(Source data)
Segment Open

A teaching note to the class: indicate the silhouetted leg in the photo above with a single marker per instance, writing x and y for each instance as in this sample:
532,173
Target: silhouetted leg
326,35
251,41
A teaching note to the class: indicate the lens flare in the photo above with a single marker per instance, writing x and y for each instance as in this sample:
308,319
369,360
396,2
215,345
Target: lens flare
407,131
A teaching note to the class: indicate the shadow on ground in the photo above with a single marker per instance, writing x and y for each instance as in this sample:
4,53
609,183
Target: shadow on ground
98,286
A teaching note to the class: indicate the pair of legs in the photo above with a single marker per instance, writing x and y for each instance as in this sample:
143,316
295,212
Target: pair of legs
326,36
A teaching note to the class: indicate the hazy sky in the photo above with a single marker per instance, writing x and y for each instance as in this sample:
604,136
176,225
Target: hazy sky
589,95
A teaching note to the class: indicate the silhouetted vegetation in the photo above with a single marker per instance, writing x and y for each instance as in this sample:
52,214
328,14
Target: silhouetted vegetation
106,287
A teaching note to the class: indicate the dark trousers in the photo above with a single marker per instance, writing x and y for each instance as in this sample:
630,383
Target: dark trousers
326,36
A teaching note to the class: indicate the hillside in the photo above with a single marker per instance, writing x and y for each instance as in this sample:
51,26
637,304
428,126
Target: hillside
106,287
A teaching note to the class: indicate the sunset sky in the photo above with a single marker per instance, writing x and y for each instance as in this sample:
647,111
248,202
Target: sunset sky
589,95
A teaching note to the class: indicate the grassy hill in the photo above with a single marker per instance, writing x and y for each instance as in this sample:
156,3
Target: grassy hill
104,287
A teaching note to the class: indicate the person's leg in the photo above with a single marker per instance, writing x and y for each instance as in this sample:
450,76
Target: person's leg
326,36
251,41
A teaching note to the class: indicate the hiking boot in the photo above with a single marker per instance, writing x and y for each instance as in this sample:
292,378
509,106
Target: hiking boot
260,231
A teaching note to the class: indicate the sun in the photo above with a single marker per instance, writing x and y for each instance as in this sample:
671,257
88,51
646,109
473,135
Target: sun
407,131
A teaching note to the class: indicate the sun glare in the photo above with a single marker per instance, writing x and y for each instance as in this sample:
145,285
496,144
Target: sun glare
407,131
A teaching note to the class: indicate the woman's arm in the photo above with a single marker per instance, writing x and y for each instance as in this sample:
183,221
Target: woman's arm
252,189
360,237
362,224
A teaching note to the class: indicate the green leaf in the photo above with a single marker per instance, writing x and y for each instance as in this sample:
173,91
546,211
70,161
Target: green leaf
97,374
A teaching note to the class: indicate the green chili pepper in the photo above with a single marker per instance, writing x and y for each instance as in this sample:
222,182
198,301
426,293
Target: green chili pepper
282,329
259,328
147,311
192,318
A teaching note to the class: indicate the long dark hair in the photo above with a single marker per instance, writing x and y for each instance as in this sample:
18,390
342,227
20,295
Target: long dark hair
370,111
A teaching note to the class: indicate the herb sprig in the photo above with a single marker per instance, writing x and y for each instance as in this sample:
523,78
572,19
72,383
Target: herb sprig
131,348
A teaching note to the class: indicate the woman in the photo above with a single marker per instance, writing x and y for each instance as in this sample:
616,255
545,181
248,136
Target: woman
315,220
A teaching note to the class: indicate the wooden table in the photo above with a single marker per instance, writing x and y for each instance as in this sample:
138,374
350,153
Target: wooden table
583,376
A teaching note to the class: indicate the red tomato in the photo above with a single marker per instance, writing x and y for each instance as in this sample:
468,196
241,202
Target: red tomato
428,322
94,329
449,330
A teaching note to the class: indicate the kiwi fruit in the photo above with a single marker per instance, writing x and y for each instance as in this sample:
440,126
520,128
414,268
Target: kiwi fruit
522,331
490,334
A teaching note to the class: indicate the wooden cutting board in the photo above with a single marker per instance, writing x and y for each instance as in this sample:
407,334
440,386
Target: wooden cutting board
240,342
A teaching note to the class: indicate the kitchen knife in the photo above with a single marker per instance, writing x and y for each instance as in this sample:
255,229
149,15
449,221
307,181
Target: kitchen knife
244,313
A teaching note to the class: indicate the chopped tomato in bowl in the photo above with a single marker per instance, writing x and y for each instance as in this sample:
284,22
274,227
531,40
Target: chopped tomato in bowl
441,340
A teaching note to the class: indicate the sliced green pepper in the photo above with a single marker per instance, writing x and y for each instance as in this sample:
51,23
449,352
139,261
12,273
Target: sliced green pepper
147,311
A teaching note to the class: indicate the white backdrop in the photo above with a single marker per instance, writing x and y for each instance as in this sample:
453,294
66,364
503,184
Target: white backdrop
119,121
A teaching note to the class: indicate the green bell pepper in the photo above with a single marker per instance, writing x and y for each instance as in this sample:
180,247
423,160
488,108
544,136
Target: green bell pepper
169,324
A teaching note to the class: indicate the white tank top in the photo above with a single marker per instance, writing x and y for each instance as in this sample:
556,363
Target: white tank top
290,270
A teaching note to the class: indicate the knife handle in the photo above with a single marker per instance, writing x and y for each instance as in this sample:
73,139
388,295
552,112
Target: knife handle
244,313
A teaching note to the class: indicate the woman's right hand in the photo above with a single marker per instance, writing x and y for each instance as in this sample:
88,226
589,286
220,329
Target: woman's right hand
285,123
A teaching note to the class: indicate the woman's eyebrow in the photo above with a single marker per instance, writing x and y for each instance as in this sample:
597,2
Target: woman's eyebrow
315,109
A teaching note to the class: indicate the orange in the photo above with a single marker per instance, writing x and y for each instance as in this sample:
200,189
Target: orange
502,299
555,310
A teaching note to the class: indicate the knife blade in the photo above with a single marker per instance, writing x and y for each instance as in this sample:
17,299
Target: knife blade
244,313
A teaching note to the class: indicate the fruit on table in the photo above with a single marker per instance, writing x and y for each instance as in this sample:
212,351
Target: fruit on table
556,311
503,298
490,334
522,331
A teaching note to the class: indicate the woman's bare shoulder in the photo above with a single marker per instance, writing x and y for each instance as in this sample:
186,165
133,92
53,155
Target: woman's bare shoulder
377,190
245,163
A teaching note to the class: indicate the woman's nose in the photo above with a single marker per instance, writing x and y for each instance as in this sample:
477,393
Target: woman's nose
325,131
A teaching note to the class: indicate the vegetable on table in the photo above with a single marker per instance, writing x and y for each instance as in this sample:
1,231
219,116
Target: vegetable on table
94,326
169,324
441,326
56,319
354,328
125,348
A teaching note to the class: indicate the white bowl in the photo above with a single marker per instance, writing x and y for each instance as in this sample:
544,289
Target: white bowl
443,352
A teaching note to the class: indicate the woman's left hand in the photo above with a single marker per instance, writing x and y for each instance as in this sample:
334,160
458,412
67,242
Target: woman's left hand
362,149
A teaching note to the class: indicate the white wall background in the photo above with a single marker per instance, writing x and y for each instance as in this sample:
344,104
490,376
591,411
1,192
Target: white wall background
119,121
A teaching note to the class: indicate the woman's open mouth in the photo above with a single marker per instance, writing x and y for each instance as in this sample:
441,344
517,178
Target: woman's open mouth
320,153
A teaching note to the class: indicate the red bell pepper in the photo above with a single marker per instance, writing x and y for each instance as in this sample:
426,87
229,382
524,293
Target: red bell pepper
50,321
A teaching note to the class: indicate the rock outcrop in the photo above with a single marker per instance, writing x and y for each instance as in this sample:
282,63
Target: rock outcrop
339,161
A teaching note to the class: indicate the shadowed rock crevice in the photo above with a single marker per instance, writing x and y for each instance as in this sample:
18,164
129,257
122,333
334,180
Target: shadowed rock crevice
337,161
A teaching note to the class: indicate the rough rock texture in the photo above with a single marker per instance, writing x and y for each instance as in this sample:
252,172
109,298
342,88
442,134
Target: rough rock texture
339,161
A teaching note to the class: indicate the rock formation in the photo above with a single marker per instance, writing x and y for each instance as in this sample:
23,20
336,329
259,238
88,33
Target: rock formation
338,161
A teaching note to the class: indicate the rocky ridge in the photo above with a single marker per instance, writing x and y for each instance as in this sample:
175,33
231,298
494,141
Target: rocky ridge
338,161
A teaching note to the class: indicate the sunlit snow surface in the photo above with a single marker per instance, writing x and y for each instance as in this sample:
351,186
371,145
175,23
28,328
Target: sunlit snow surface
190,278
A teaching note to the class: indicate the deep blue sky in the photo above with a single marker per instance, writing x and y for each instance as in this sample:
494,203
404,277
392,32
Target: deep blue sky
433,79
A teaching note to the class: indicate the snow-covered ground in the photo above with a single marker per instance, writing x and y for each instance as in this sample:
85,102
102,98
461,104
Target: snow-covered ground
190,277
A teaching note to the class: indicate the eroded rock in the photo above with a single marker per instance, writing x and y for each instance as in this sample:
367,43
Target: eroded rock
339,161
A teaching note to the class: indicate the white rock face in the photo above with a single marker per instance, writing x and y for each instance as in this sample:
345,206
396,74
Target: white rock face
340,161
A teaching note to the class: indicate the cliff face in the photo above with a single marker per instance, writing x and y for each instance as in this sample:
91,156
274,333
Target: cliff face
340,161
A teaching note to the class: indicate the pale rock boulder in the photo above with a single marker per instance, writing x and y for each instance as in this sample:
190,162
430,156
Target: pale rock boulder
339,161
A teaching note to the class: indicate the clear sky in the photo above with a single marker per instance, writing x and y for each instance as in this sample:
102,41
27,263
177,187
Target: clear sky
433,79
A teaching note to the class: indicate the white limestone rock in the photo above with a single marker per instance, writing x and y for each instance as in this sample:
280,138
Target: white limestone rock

Segment Closed

Check each line of the data above, and please copy the ones in which the string "limestone" occurs.

A teaching note to the class: indicate the white limestone rock in the photo above with a single marker per instance, writing x and y for each instance as in this sample:
Target: white limestone rock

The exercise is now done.